------ PROVIDED RECORDS

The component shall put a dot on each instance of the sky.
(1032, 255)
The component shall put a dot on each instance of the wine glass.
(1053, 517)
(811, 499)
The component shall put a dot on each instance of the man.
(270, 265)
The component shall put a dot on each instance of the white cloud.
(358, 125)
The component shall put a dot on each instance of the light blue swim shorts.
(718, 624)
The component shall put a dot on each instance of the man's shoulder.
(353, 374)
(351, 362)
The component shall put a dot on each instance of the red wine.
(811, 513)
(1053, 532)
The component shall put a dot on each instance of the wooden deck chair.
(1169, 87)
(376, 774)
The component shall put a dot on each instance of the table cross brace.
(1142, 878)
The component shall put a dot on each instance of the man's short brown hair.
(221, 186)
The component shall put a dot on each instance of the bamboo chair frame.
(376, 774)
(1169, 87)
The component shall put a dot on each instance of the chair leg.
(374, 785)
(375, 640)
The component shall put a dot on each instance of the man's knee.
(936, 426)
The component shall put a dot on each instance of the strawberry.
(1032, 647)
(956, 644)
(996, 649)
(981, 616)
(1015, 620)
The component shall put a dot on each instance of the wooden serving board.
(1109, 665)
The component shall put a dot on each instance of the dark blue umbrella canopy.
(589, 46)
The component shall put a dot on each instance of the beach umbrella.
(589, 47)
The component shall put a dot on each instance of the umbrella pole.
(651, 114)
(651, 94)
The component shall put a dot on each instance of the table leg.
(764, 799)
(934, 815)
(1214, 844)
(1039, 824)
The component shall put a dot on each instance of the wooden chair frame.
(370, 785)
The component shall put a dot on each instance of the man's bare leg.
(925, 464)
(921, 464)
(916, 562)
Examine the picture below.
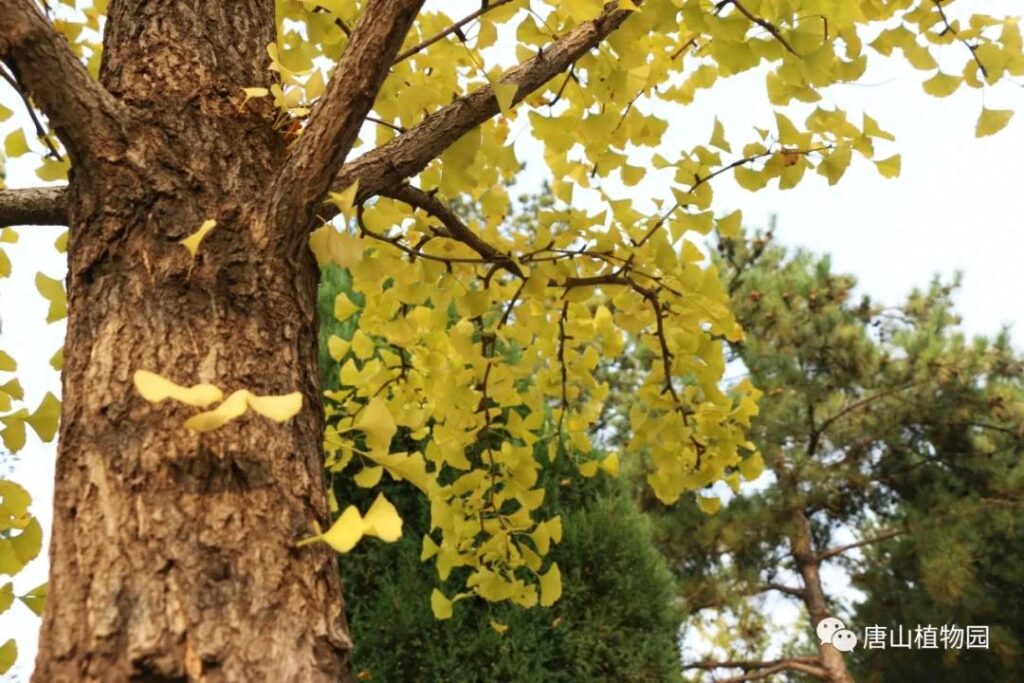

------------

- **YOUR OBJECTIVE**:
Convert the entries into a Markdown table with the columns "Row" and "Entry line", covering everything from the line holding "the man's knee." through the end of the entries, inclusive. Give one row per line, skip blank lines, and leave the pictures out.

- **REPLY**:
| Row | Entry line |
|---|---|
| 1 | The component shall put a dot on each instance of the man's knee. |
| 2 | (936, 426) |
| 3 | The component shall put a dot on each instance of the strawberry. |
| 4 | (1032, 647) |
| 5 | (956, 644) |
| 6 | (996, 649) |
| 7 | (981, 616) |
| 8 | (1015, 620) |
| 9 | The component shall put a dot on each instance of the wooden serving board. |
| 10 | (1109, 665) |
| 11 | The component shall put a dot on each instance of the dark blue umbrella canopy. |
| 12 | (589, 46) |
| 13 | The component shall put a dot on each instance of the beach umbrella. |
| 14 | (589, 47) |
| 15 | The component shall put a dot on each instance of the umbrella pole. |
| 16 | (651, 114) |
| 17 | (651, 94) |
| 18 | The component shall put a dot on each instance of the table leg. |
| 19 | (764, 799) |
| 20 | (934, 815) |
| 21 | (1214, 844) |
| 22 | (1039, 824) |
| 23 | The component shall put a dot on each instance of the wooden chair frame. |
| 24 | (370, 785) |
| 25 | The component shall put a dot on each instance of the man's bare leg. |
| 26 | (925, 464) |
| 27 | (921, 464) |
| 28 | (916, 562) |
| 29 | Examine the picture below. |